Problem to solve
Retype the listing below, keeping every line the same.

Source records
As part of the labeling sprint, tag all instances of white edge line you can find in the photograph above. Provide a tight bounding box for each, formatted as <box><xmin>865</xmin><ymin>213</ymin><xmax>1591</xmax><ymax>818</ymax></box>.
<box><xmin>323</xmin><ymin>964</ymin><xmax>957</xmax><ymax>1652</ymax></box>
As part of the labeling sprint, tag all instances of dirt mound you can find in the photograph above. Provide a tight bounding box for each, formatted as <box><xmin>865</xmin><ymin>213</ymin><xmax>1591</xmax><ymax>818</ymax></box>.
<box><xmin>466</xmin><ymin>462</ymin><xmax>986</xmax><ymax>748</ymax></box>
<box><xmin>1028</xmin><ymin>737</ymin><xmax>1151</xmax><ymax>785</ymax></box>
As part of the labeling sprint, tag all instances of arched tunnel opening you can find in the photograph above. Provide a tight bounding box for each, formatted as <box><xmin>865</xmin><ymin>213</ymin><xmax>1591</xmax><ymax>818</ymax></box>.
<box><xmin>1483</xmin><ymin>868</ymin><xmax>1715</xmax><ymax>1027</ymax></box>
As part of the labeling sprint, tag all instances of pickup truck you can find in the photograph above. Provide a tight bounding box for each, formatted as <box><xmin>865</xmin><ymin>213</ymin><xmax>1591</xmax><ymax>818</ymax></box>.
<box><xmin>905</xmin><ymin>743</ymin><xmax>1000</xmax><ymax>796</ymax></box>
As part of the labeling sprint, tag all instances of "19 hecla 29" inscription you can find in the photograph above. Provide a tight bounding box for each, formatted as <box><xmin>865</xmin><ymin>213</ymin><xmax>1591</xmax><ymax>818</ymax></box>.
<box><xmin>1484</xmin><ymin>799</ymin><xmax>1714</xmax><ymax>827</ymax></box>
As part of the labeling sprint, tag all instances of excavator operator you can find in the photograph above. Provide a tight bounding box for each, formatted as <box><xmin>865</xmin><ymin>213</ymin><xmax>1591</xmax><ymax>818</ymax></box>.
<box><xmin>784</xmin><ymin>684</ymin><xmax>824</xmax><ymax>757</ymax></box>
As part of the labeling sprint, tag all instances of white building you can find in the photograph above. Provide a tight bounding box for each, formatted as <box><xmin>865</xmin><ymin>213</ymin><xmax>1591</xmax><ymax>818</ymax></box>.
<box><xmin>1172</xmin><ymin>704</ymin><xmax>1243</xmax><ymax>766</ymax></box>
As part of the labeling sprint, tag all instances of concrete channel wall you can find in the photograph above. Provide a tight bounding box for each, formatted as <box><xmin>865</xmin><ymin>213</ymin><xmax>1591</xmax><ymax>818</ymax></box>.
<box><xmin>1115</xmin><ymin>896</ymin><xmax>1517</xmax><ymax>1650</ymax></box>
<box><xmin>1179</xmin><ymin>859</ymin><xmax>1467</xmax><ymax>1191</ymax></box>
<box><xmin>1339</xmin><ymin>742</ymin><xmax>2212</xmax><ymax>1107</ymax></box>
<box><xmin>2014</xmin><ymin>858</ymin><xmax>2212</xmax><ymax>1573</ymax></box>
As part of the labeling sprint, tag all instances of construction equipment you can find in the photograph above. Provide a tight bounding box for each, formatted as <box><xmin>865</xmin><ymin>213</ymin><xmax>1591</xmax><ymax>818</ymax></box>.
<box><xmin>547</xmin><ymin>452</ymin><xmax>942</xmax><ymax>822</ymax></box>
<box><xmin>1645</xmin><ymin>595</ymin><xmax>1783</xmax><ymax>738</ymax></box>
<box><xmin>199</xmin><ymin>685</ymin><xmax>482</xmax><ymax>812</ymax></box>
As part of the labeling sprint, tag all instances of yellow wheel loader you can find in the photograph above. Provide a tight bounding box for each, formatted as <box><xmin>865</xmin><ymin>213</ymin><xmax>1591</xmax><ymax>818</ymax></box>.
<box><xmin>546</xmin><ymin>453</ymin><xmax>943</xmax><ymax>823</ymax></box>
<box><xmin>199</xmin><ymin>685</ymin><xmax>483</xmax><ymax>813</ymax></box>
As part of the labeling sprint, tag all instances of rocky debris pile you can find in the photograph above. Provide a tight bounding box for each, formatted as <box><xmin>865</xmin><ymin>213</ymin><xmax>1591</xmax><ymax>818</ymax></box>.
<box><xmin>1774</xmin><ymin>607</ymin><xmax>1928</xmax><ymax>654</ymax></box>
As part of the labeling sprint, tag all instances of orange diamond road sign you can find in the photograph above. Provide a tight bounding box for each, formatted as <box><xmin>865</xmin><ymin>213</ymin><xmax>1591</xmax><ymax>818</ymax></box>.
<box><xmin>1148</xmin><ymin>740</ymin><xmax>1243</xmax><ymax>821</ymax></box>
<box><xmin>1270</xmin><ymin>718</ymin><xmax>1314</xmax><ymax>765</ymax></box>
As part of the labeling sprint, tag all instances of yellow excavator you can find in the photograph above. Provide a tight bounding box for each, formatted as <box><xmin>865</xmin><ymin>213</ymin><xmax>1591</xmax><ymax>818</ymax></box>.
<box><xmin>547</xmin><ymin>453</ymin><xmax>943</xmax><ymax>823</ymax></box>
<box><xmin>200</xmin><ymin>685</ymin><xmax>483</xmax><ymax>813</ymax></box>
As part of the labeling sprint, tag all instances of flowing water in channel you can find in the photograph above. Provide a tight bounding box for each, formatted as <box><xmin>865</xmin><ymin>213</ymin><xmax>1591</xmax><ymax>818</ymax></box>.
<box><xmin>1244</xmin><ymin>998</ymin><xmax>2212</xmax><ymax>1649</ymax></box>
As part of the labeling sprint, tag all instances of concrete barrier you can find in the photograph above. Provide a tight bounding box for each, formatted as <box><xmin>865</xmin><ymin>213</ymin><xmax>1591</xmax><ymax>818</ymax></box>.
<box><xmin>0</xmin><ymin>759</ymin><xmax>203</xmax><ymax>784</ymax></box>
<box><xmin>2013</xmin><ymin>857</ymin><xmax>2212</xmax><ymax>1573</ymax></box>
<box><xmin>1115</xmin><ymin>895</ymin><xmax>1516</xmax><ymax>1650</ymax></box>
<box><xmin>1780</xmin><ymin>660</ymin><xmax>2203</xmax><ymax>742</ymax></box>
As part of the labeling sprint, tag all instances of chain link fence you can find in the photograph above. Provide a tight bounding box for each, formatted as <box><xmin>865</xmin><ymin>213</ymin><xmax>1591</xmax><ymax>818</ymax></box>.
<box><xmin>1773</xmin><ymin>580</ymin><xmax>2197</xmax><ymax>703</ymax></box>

Response area
As part of the labeling sprint, tag all instances of white edge line you can find in the photograph above. Provide a tight bounding box for each, formatted as <box><xmin>865</xmin><ymin>213</ymin><xmax>1591</xmax><ymax>818</ymax></box>.
<box><xmin>323</xmin><ymin>964</ymin><xmax>957</xmax><ymax>1652</ymax></box>
As part of the labeling sprint, tag all instances of dirt mound you can find in the photograph above. Provide a tight bounding box for each, formatted as <box><xmin>865</xmin><ymin>213</ymin><xmax>1591</xmax><ymax>818</ymax></box>.
<box><xmin>466</xmin><ymin>462</ymin><xmax>986</xmax><ymax>748</ymax></box>
<box><xmin>1028</xmin><ymin>737</ymin><xmax>1151</xmax><ymax>785</ymax></box>
As part of the labeling sprint, tag all instances of arched tunnel opening you can find in the photograph above. Provide a tight bounding box for each, formatted as <box><xmin>865</xmin><ymin>213</ymin><xmax>1591</xmax><ymax>818</ymax></box>.
<box><xmin>1483</xmin><ymin>868</ymin><xmax>1715</xmax><ymax>1027</ymax></box>
As part of the labeling sprint, tag all instances of pickup truck you can find in the photograph above. Provide a tight bounding box for each, formatted as <box><xmin>865</xmin><ymin>213</ymin><xmax>1591</xmax><ymax>818</ymax></box>.
<box><xmin>905</xmin><ymin>743</ymin><xmax>1000</xmax><ymax>796</ymax></box>
As part of the labeling sprint, tag all instances of "19 hecla 29" inscription you can find in the photograph above. Provide a tight bounding box for each, formatted as <box><xmin>865</xmin><ymin>213</ymin><xmax>1591</xmax><ymax>818</ymax></box>.
<box><xmin>1484</xmin><ymin>799</ymin><xmax>1714</xmax><ymax>827</ymax></box>
As part of the labeling sprint, tag all instances of excavator operator you can find in the photograph above. Provide a tight bounding box for each, formatted as <box><xmin>865</xmin><ymin>213</ymin><xmax>1591</xmax><ymax>818</ymax></box>.
<box><xmin>784</xmin><ymin>684</ymin><xmax>824</xmax><ymax>757</ymax></box>
As part of the labeling sprint, tag all instances of white building you can find in the photograph above. Provide a tight bounding box for each, formatted as <box><xmin>865</xmin><ymin>213</ymin><xmax>1591</xmax><ymax>818</ymax></box>.
<box><xmin>1172</xmin><ymin>704</ymin><xmax>1243</xmax><ymax>766</ymax></box>
As part of the labeling sprint, tag all instances of concrete channel wall you can find in the photograph above. Provide a tight bounding box for each, formatted as <box><xmin>865</xmin><ymin>213</ymin><xmax>1591</xmax><ymax>818</ymax></box>.
<box><xmin>1115</xmin><ymin>896</ymin><xmax>1517</xmax><ymax>1650</ymax></box>
<box><xmin>1179</xmin><ymin>859</ymin><xmax>1467</xmax><ymax>1191</ymax></box>
<box><xmin>1339</xmin><ymin>742</ymin><xmax>2212</xmax><ymax>1107</ymax></box>
<box><xmin>2014</xmin><ymin>858</ymin><xmax>2212</xmax><ymax>1573</ymax></box>
As part of the labeling sprint, tag all instances of construction equipment you can find in the photograph above. Provide a tight bounding box for each, formatted as <box><xmin>865</xmin><ymin>213</ymin><xmax>1591</xmax><ymax>818</ymax></box>.
<box><xmin>547</xmin><ymin>452</ymin><xmax>942</xmax><ymax>822</ymax></box>
<box><xmin>1645</xmin><ymin>595</ymin><xmax>1783</xmax><ymax>738</ymax></box>
<box><xmin>199</xmin><ymin>685</ymin><xmax>482</xmax><ymax>812</ymax></box>
As part of the labeling sprint, tag all instances of yellow wheel loader you can find in the photograph above. Provide a tight bounding box for each, formatted as <box><xmin>865</xmin><ymin>213</ymin><xmax>1591</xmax><ymax>818</ymax></box>.
<box><xmin>546</xmin><ymin>453</ymin><xmax>943</xmax><ymax>823</ymax></box>
<box><xmin>199</xmin><ymin>685</ymin><xmax>483</xmax><ymax>813</ymax></box>
As part of the labeling sprint, tag all instances of rocky debris pile you can find in the photograph above. Provide a tight bounding box for each, formatted as <box><xmin>865</xmin><ymin>213</ymin><xmax>1591</xmax><ymax>818</ymax></box>.
<box><xmin>1774</xmin><ymin>607</ymin><xmax>1928</xmax><ymax>654</ymax></box>
As part of the labeling sprint, tag all instances of orange diamond road sign you can find in the photograph above. Provide a tight bounding box for each, formatted as <box><xmin>865</xmin><ymin>213</ymin><xmax>1591</xmax><ymax>818</ymax></box>.
<box><xmin>1148</xmin><ymin>740</ymin><xmax>1243</xmax><ymax>821</ymax></box>
<box><xmin>1270</xmin><ymin>718</ymin><xmax>1314</xmax><ymax>765</ymax></box>
As part of the labeling sprint, tag all instances of yellow excavator you can find in the photograph above. Provide a tight bounding box for each, formatted as <box><xmin>865</xmin><ymin>213</ymin><xmax>1591</xmax><ymax>818</ymax></box>.
<box><xmin>547</xmin><ymin>453</ymin><xmax>943</xmax><ymax>823</ymax></box>
<box><xmin>200</xmin><ymin>685</ymin><xmax>483</xmax><ymax>813</ymax></box>
As part of the labeling sprint, tag all instances of flowing water in channel you can find in the photograph above. Provide a tight bounding box for each, formatted as <box><xmin>865</xmin><ymin>213</ymin><xmax>1591</xmax><ymax>818</ymax></box>.
<box><xmin>1244</xmin><ymin>998</ymin><xmax>2212</xmax><ymax>1649</ymax></box>
As part of the labeling sprint, tag all instances of concrete barrier you can find in the photograph above. Provide a tight bounding box for each, formatted as <box><xmin>865</xmin><ymin>213</ymin><xmax>1591</xmax><ymax>818</ymax></box>.
<box><xmin>0</xmin><ymin>759</ymin><xmax>203</xmax><ymax>784</ymax></box>
<box><xmin>2013</xmin><ymin>857</ymin><xmax>2212</xmax><ymax>1573</ymax></box>
<box><xmin>1115</xmin><ymin>895</ymin><xmax>1516</xmax><ymax>1650</ymax></box>
<box><xmin>1780</xmin><ymin>660</ymin><xmax>2203</xmax><ymax>742</ymax></box>
As part of the labeling sprint, tag all instances of chain link fence you can find in the photograph above. Provide a tight bounding box for each, formatted as <box><xmin>865</xmin><ymin>213</ymin><xmax>1591</xmax><ymax>818</ymax></box>.
<box><xmin>1773</xmin><ymin>580</ymin><xmax>2197</xmax><ymax>703</ymax></box>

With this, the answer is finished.